TASK INSTRUCTIONS
Update the records below by changing each "rectangular box" to "bounding box". Keep everything else the same.

EXERCISE MATERIAL

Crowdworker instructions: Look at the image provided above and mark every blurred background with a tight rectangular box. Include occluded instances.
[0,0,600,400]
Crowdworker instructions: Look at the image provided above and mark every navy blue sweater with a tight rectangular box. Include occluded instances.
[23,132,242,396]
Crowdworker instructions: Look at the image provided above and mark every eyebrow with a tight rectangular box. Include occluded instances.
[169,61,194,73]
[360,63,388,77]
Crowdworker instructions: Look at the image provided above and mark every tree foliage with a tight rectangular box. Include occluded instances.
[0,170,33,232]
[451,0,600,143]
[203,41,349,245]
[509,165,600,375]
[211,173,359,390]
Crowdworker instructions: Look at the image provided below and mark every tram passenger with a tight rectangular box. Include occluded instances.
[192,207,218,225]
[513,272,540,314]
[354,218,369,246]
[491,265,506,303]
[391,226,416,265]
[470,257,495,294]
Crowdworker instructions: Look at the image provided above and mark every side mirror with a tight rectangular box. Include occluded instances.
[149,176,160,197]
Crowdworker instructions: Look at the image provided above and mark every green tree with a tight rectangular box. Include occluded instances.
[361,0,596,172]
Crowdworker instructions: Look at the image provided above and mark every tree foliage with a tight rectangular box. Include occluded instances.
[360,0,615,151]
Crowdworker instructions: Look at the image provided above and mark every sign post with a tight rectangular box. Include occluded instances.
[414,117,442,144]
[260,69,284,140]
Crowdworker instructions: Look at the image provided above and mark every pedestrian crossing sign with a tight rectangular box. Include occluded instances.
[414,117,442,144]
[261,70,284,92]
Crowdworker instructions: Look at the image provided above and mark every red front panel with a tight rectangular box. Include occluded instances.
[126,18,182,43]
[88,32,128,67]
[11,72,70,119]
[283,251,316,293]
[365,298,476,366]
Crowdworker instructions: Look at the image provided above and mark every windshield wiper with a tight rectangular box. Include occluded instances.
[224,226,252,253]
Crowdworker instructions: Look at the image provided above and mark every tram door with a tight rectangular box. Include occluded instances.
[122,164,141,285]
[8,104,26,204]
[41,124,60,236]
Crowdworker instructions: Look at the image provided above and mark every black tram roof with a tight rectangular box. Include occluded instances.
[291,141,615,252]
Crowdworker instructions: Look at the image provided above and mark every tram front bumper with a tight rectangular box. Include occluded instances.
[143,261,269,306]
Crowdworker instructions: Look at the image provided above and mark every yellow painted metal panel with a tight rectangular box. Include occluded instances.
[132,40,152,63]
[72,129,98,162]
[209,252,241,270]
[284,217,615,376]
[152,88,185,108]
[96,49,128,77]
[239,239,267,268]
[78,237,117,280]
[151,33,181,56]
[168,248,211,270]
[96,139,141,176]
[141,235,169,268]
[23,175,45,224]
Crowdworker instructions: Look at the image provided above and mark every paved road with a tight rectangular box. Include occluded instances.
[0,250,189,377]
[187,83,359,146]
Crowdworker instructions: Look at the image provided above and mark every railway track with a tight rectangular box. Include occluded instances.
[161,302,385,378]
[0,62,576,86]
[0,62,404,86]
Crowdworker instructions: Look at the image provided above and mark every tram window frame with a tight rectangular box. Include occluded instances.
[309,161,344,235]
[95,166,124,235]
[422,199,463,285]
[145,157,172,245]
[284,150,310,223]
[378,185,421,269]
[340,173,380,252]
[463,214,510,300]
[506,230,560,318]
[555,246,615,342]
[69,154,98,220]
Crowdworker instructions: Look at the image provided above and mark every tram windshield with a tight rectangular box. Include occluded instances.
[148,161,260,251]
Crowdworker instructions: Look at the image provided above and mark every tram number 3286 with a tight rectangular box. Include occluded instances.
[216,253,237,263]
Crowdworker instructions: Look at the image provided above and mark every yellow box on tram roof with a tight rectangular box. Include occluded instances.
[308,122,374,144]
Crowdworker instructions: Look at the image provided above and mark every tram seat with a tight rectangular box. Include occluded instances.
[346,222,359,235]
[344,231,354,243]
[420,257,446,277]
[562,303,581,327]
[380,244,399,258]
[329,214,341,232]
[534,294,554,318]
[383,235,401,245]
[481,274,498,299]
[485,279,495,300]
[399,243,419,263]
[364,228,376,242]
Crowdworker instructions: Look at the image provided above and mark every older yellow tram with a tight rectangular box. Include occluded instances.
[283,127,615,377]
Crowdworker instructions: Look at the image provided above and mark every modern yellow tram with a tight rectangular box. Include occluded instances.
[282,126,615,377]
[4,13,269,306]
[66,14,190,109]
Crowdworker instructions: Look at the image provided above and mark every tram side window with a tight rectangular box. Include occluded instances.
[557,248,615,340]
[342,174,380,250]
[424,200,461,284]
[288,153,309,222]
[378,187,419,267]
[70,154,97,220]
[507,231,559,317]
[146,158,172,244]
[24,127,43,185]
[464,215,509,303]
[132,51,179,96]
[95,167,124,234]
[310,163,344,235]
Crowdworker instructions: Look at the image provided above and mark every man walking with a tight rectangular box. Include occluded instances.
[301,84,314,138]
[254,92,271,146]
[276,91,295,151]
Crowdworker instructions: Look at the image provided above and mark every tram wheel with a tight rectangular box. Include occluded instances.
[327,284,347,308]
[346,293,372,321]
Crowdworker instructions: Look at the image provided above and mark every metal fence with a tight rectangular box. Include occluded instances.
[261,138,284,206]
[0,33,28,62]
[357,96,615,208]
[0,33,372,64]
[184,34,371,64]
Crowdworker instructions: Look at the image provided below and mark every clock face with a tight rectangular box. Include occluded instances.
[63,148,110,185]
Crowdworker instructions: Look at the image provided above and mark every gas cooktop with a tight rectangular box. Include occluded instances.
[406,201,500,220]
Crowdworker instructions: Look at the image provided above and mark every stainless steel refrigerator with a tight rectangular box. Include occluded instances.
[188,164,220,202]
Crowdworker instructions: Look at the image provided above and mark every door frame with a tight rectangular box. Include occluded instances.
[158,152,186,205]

IN RESPONSE
Crowdworker instructions: Look at the image provided above and mark every blurred background with a tight bounding box. Include occluded instances.
[0,0,600,400]
Crowdworker instructions: Look at the image provided above and mark every navy blue sweater with a tight bounding box. Include occluded instances.
[23,132,242,396]
Crowdworker instructions: Look at the image provided above and mark every eyebrow with a tight bounding box. Include occluded instances.
[169,61,194,73]
[360,63,388,77]
Crowdworker instructions: Look at the image provided above and mark every tree foliage with a tight bounding box. Include occluded instances.
[0,170,33,232]
[451,0,600,143]
[203,41,349,245]
[509,165,600,375]
[211,173,359,390]
Crowdworker instructions: Look at the image provided below and mark every tram passenger with a tight bounding box. Include occluded instances.
[192,207,218,225]
[513,272,540,314]
[354,218,369,246]
[491,265,506,303]
[391,226,416,265]
[470,257,495,294]
Crowdworker instructions: Look at the image provided above and mark every side mirror with a tight bounding box. Include occluded instances.
[149,176,160,197]
Crowdworker instructions: Look at the image provided above and mark every green tree with a tight bounding box. Include occluded instances.
[361,0,596,172]
Crowdworker instructions: Look at the image provided above and mark every tree foliage with a tight bounding box. Include occluded instances.
[360,0,615,151]
Crowdworker instructions: Look at the image provided above and mark every sign post with a tight bounding box. Include occluded instances.
[414,117,442,144]
[260,69,284,140]
Crowdworker instructions: Look at the image provided above and mark every pedestrian crossing sign with a tight bounding box. Include occluded instances.
[414,117,442,144]
[261,70,284,92]
Crowdworker instructions: Look at the image provided above and mark every red front panel with a tight bounding box. Include occluded instances.
[126,18,182,43]
[88,32,128,67]
[11,72,70,119]
[283,251,316,293]
[365,298,476,366]
Crowdworker instructions: Look at the image provided above and mark every windshield wiper with a tight bounding box. Include occluded instances.
[224,226,252,253]
Crowdworker instructions: Look at the image provided above and mark every tram door with a tight bounding box. Include occluded instances.
[122,164,141,285]
[8,104,26,204]
[41,124,60,236]
Crowdworker instructions: Look at the image provided above and mark every black tram roof with a tight bounding box. Include occluded instances.
[291,141,615,252]
Crowdworker instructions: Look at the image provided above and mark every tram front bumper with a tight bounding box. Include occluded instances.
[143,261,269,306]
Crowdworker instructions: Look at the image provided above and mark every yellow painted metal panel with a tight bounding box. Include occluded instances.
[132,40,152,63]
[72,129,98,162]
[209,252,241,270]
[284,217,615,376]
[152,88,185,108]
[96,49,128,77]
[239,239,267,268]
[78,237,117,280]
[151,33,181,56]
[168,248,211,270]
[96,139,141,176]
[141,235,169,268]
[23,175,45,224]
Crowdworker instructions: Look at the image provided above and mark every paved road with a tight bounding box. Include occluded instances.
[0,250,189,377]
[187,83,359,146]
Crowdworker instructions: Look at the image provided above and mark every railway track with a tight bounding box. Include occluded instances.
[161,302,385,378]
[0,62,576,86]
[0,62,404,86]
Crowdworker instructions: Look at the image provided above and mark every tram window frame with a tight bounding box. Include occluded instances.
[309,161,344,235]
[95,166,124,235]
[422,199,463,285]
[145,157,172,245]
[284,150,310,223]
[378,185,421,269]
[340,173,380,252]
[463,214,510,300]
[506,230,560,318]
[555,246,615,342]
[69,154,98,220]
Crowdworker instructions: Look at the image provided above and mark every tram windshield with a tight bounding box. Include occluded instances.
[148,161,260,251]
Crowdworker instructions: Look at the image provided above and mark every tram number 3286 with a tight bounding box. Include occluded instances.
[216,253,237,263]
Crowdworker instructions: Look at the image provided above and mark every yellow box on tram roof with a tight bounding box. Include occluded instances.
[308,122,374,144]
Crowdworker instructions: Look at the image provided above and mark every tram seat with a tight bounding box. Include occluded instances.
[346,222,359,235]
[344,231,354,243]
[420,257,446,277]
[562,303,581,327]
[380,244,399,258]
[329,214,341,232]
[534,294,554,318]
[383,235,401,245]
[481,274,498,299]
[485,279,495,300]
[399,243,419,263]
[364,228,376,242]
Crowdworker instructions: Look at the image provided above and mark every older yellow tram with a tight bounding box. Include occluded instances.
[283,127,615,377]
Crowdworker instructions: Look at the image provided above and mark every modern yellow tram with a tight bounding box. Include occluded instances.
[282,126,615,377]
[4,13,269,306]
[66,14,190,109]
Crowdworker instructions: Look at the image provided above and mark every tram side window with a tight bounding box. Include occluded instances.
[557,248,615,340]
[342,174,380,250]
[424,200,461,284]
[288,153,309,222]
[378,187,419,267]
[70,154,97,220]
[507,231,559,317]
[146,158,172,244]
[24,127,43,185]
[464,215,509,303]
[132,51,179,96]
[95,167,124,234]
[310,163,344,235]
Crowdworker instructions: Look at the image provided above and mark every man walking with a tight bounding box. Include occluded instances.
[301,84,314,138]
[254,92,271,146]
[276,91,295,151]
Crowdworker instructions: Look at the image provided above and mark every tram wheel with a tight bounding box. Include occluded instances.
[327,284,347,308]
[346,293,372,321]
Crowdworker instructions: Look at the image provided above and mark every metal fence with a tight bounding box. Include occluded instances.
[261,138,284,206]
[0,33,28,62]
[357,96,615,208]
[0,33,372,64]
[184,34,371,64]
Crowdworker instructions: Look at the image provided below and mark every clock face with a tight bounding box. Include occluded instances.
[63,148,110,185]
Crowdworker instructions: Look at the image provided above and mark every gas cooktop with a tight bounding box. Include occluded instances.
[406,201,500,220]
Crowdworker instructions: Look at the image provided above and mark every stainless steel refrigerator with a tight bounding box. Include occluded instances.
[188,164,220,202]
Crowdworker instructions: Look at the image provided above and mark every door frame with a tight bounding box. Include occluded instances.
[158,152,186,205]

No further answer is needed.